— start of Supplied entries —

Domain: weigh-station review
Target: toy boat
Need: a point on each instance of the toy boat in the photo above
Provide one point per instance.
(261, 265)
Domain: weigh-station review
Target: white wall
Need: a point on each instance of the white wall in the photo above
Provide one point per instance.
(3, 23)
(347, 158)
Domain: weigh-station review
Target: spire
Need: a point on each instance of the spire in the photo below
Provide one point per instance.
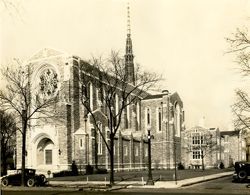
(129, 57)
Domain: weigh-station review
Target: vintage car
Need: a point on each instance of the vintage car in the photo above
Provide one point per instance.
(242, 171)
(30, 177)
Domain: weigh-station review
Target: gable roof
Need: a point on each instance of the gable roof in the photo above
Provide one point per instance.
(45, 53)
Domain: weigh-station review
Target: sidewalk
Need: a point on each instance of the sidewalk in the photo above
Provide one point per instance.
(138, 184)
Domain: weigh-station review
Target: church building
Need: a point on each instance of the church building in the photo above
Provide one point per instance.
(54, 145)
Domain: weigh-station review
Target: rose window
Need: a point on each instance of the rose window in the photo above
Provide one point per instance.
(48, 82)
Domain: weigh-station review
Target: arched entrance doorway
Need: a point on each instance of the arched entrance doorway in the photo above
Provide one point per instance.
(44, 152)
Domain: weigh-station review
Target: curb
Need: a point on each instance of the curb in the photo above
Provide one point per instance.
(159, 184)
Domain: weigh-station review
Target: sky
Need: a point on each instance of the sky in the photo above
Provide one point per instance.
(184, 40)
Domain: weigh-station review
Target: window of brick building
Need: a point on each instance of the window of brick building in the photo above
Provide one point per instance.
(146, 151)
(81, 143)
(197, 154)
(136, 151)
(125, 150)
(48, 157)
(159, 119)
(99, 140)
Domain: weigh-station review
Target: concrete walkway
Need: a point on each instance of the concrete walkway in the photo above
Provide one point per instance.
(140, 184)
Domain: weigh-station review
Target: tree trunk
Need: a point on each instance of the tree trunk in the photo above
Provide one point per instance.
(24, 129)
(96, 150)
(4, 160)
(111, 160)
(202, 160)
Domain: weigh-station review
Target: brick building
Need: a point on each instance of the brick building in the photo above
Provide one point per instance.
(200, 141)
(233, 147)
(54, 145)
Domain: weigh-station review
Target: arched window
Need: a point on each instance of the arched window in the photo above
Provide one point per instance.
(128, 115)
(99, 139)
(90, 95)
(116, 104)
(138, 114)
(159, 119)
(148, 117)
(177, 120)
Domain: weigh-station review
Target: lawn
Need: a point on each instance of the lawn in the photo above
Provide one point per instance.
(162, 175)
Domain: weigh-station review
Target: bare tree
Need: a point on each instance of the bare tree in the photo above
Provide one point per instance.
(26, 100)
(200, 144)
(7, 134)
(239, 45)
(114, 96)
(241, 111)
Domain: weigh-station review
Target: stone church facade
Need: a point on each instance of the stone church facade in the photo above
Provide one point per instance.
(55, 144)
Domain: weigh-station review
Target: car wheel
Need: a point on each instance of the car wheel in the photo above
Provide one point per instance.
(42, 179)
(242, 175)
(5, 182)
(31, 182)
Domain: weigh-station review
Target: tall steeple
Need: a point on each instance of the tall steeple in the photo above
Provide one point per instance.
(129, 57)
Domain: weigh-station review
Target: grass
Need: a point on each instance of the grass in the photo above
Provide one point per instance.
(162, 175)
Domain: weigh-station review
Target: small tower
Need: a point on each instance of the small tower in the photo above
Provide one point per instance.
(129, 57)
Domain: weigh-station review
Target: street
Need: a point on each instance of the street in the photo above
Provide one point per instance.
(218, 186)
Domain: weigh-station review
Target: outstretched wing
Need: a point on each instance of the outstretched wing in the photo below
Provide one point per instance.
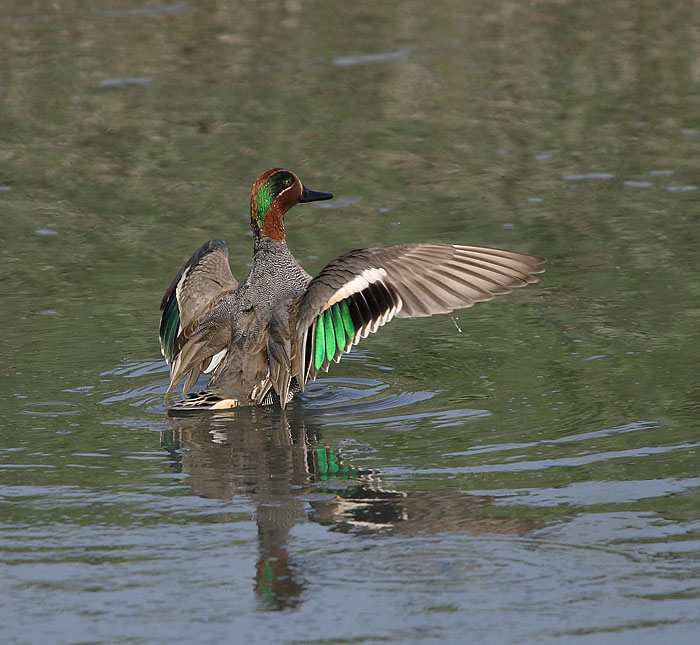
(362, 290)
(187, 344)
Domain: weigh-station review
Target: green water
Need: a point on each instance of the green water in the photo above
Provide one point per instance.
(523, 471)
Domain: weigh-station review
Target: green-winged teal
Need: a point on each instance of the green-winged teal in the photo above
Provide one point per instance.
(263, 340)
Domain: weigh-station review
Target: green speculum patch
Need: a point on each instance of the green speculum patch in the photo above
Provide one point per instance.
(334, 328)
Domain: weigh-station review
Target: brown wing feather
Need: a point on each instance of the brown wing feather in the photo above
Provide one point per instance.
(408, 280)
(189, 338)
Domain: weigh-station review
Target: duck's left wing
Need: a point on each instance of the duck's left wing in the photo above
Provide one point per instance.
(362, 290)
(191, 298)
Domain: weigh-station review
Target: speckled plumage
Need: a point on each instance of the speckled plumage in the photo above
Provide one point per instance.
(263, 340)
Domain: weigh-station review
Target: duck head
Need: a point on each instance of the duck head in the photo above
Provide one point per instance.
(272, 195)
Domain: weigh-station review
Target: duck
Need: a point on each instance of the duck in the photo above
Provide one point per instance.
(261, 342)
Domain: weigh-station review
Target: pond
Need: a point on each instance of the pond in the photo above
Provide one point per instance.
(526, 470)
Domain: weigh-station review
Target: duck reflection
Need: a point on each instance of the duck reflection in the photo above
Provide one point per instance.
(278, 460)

— end of Supplied entries —
— start of Supplied entries —

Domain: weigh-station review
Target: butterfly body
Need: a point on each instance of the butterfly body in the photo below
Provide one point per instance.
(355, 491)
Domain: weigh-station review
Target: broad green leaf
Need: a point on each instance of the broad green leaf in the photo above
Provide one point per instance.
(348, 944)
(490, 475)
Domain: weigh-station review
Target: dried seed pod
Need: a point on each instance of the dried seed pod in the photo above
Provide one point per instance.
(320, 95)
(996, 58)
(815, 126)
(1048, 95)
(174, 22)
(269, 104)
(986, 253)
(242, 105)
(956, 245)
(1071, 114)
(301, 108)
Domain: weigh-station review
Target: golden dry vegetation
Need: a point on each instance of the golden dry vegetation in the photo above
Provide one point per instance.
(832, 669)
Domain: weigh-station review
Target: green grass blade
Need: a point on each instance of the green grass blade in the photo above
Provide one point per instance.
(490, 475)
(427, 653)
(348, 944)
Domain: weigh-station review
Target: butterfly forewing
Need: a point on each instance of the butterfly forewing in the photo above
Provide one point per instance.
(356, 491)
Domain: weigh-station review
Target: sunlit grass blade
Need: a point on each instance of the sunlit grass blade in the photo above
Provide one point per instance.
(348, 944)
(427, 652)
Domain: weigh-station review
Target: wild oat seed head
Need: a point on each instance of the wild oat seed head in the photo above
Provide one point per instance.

— end of Supplied entries —
— start of Supplied entries —

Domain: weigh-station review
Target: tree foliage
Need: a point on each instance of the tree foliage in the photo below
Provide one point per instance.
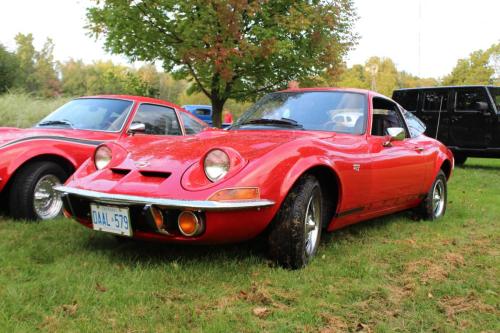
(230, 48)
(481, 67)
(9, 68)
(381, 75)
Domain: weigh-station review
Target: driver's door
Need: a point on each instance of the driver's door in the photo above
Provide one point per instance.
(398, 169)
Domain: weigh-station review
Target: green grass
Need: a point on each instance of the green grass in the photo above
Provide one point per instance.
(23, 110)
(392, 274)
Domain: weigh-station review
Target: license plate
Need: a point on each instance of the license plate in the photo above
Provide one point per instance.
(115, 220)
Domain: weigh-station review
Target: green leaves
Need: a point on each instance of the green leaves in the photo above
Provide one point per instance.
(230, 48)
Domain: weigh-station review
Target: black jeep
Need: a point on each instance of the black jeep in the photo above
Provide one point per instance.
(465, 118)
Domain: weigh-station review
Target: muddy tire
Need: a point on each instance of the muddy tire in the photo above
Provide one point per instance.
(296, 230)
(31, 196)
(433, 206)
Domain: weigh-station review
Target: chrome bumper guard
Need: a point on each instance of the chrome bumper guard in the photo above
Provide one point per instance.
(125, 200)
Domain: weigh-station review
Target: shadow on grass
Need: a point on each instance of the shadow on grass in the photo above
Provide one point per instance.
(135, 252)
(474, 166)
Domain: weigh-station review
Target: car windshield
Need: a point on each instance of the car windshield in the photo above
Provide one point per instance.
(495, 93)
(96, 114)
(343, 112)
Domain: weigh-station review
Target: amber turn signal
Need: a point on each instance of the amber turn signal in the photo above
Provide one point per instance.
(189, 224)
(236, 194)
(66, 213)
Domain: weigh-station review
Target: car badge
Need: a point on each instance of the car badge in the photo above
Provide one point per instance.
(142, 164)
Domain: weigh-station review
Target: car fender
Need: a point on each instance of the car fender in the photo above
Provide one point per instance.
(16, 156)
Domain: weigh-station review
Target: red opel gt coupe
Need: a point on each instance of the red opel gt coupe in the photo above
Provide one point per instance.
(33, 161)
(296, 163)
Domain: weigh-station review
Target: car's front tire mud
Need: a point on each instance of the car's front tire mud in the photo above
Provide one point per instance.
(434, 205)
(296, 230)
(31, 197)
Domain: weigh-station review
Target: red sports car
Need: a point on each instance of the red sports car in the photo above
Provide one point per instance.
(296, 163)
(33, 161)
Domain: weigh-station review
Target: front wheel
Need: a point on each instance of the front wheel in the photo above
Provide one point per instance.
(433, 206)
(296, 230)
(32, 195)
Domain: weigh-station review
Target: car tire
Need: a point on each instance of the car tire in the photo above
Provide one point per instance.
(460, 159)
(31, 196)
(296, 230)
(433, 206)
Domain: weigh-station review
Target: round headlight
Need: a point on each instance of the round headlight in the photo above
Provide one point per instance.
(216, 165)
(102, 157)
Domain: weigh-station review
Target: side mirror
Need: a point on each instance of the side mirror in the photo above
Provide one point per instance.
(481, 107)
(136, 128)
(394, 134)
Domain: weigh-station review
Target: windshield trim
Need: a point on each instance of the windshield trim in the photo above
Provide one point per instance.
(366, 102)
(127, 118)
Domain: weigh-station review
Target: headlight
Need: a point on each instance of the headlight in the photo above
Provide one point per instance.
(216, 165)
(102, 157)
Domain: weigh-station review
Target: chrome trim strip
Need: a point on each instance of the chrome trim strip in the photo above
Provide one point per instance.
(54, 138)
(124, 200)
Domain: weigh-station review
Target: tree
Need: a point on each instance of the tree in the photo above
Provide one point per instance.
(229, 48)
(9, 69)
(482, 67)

— end of Supplied entries —

→ Short problem
Report each line in the material above that contains the word "left".

→ Right answer
Target: duck's left wing
Need: a point on each instance of the duck's left wing in the photo above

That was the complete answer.